Źródło:
Publikowane maile sugerują, że premier naprawdę znaczącą część swego czasu poświęca na sprawy wizerunkowe.

Do tego dochodzi ręczne sterowanie kontaktami z mediami. Poufna Rozmowa poświęca temu tematowi bardzo wiele miejsca. Ujawniana korespondencja rzeczywiście jest kontrowersyjna i pokazuje liczne patologie na styku rząd – media.

W ten sposób dowiedzieliśmy się, że ministrowi Dworczykowi doradzał dziennikarz TVN24 Krzysztof Skórzyński (między innymi w kwestii tego, jak odpowiedzieć na pytania przesłane przez Biankę Mikołajewską z OKO.press) oraz że Dworczyk ma koleżeńską relację z Łukaszem Mężykiem, menedżerem portalu 300polityka.pl, który to portal odegrał istotną rolę w pierwszej kampanii wyborczej prezydenta Andrzeja Dudy.

Cel zadania A: Kto według tekstu o ujawnionych mailach doradzał ministrowi Dworczykowi?
Cel zadania B: Poprowadź dalej tekst o ujawnionych mailach od miejsca, w którym się kończy.

Wiersze danych:
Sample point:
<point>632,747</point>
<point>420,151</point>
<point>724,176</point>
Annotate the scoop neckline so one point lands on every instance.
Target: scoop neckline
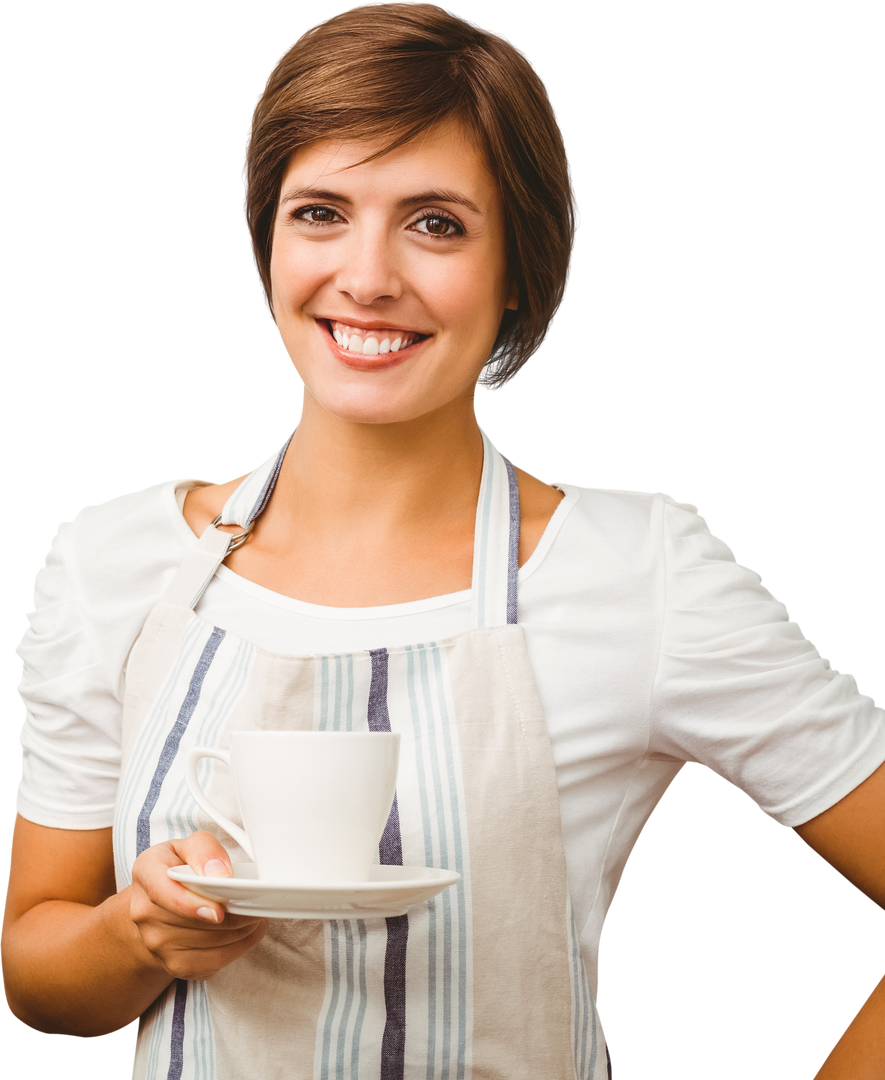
<point>379,611</point>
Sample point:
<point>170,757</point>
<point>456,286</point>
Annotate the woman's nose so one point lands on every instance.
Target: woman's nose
<point>370,268</point>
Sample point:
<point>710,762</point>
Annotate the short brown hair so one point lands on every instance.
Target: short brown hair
<point>390,70</point>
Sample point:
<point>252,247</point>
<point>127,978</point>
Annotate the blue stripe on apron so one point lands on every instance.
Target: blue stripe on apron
<point>391,854</point>
<point>143,827</point>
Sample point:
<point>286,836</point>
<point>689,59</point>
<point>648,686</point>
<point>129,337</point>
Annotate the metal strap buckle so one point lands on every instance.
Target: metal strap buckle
<point>241,538</point>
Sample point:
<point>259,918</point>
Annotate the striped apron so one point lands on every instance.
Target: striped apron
<point>485,981</point>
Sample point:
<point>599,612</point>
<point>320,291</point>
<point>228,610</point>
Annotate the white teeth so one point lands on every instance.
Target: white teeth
<point>371,346</point>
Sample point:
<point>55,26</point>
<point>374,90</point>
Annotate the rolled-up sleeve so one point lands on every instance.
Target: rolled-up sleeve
<point>68,739</point>
<point>740,688</point>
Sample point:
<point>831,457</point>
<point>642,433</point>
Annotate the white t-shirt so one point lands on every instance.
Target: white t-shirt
<point>652,645</point>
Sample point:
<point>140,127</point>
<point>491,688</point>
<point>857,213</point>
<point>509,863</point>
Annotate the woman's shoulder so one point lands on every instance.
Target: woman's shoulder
<point>628,514</point>
<point>204,503</point>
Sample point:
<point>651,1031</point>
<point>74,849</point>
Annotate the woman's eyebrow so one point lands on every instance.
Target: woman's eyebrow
<point>438,196</point>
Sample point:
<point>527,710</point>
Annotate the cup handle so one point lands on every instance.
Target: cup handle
<point>193,755</point>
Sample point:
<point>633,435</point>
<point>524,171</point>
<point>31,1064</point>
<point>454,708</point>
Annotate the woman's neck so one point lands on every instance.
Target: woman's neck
<point>381,481</point>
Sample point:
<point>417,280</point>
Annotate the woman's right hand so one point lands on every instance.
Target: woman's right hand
<point>190,936</point>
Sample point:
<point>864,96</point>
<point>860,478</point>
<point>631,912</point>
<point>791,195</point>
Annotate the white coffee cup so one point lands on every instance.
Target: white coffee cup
<point>313,804</point>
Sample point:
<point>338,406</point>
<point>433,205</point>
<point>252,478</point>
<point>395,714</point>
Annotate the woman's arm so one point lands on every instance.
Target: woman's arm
<point>81,960</point>
<point>849,838</point>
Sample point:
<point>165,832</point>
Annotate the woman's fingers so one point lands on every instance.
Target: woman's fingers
<point>191,936</point>
<point>162,891</point>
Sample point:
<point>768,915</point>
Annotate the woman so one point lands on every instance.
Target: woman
<point>426,201</point>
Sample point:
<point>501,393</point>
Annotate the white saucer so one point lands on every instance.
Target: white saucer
<point>390,891</point>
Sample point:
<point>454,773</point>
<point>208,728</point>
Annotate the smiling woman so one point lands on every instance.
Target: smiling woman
<point>550,656</point>
<point>390,306</point>
<point>431,69</point>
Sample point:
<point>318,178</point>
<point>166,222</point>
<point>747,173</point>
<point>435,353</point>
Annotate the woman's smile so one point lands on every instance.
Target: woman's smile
<point>389,278</point>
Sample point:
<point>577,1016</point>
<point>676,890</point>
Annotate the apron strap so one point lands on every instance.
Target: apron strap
<point>496,538</point>
<point>496,542</point>
<point>198,568</point>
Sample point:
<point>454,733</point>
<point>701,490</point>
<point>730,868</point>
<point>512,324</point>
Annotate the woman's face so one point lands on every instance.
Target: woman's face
<point>406,248</point>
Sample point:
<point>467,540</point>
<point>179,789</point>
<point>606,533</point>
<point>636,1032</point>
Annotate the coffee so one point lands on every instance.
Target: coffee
<point>313,804</point>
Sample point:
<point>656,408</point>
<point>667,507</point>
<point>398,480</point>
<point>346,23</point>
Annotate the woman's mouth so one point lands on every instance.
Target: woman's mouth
<point>353,339</point>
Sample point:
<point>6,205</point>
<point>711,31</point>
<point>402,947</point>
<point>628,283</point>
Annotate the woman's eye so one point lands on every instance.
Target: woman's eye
<point>439,226</point>
<point>299,214</point>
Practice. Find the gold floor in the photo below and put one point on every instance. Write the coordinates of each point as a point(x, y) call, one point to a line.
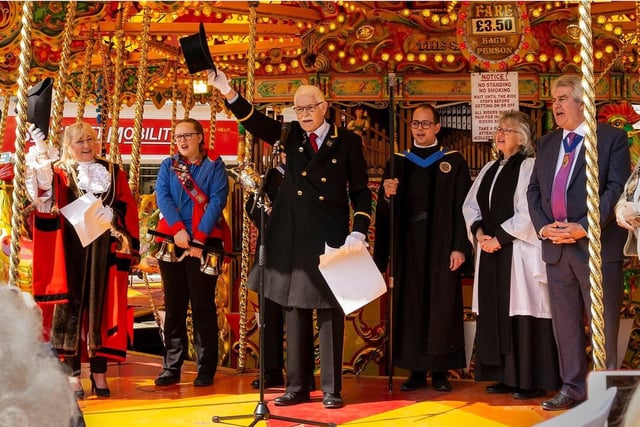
point(136, 402)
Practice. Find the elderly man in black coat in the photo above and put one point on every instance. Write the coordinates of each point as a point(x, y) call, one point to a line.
point(325, 171)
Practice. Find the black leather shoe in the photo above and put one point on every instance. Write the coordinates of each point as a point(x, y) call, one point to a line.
point(441, 384)
point(559, 402)
point(203, 380)
point(414, 382)
point(523, 394)
point(499, 388)
point(168, 377)
point(332, 401)
point(270, 380)
point(291, 398)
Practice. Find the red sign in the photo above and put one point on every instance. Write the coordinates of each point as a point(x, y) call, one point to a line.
point(155, 138)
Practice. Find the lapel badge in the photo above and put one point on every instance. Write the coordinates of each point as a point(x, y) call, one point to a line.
point(445, 167)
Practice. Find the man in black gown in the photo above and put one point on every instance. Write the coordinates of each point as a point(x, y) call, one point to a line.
point(429, 187)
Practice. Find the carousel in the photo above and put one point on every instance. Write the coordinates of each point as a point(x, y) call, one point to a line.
point(120, 67)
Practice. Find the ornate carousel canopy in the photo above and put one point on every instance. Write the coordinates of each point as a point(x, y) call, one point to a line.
point(350, 46)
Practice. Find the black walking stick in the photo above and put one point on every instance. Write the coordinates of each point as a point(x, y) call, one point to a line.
point(392, 138)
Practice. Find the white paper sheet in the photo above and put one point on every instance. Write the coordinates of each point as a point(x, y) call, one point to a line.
point(352, 276)
point(81, 213)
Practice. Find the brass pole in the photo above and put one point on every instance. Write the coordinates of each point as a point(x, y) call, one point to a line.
point(593, 198)
point(19, 190)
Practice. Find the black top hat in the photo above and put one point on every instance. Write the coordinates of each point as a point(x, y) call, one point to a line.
point(196, 52)
point(39, 104)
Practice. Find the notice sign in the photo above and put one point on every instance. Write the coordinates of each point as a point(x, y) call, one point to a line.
point(491, 94)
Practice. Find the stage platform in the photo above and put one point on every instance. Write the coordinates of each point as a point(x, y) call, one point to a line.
point(136, 402)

Wynik zadania A: Dziennikarz TVN24 Krzysztof Skórzyński.

Wynik zadania B:
Aż 10 publikacji dotyczyło Wojciecha Surmacza, prezesa Polskiej Agencji Prasowej, i jego korespondencji z premierem Morawieckim, w której uzgadniano publikacje PAP oraz tworzenie anglojęzycznego serwisu PAP (na polecenie ludzi premiera). Reagując na te materiały Surmacz zawiadomił prokuraturę o podejrzeniu popełnieniu przestępstwa.

Sporo jest też maili ukazujących niechętny stosunek ekipy Morawieckiego do TVP i jej prezesa Jacka Kurskiego. W dyskusji z listopada 2019 roku, jeden ze współpracowników premiera, Mariusz Chłopik, tak odradzał wizytę Morawieckiego w TVP: „Tylko nie wiem, po co iść do TVP. Nie ma co im robić dobrze za to, jak pokazują PMM. Izolacja. (…) Kurski wysyła sms-y do dziennikarzy »hej po co Ci ten Morawiecki«. (…) Kurski był ostatnio u PAD i non stop gadał głupoty na PMM a wy chcecie tam iść”.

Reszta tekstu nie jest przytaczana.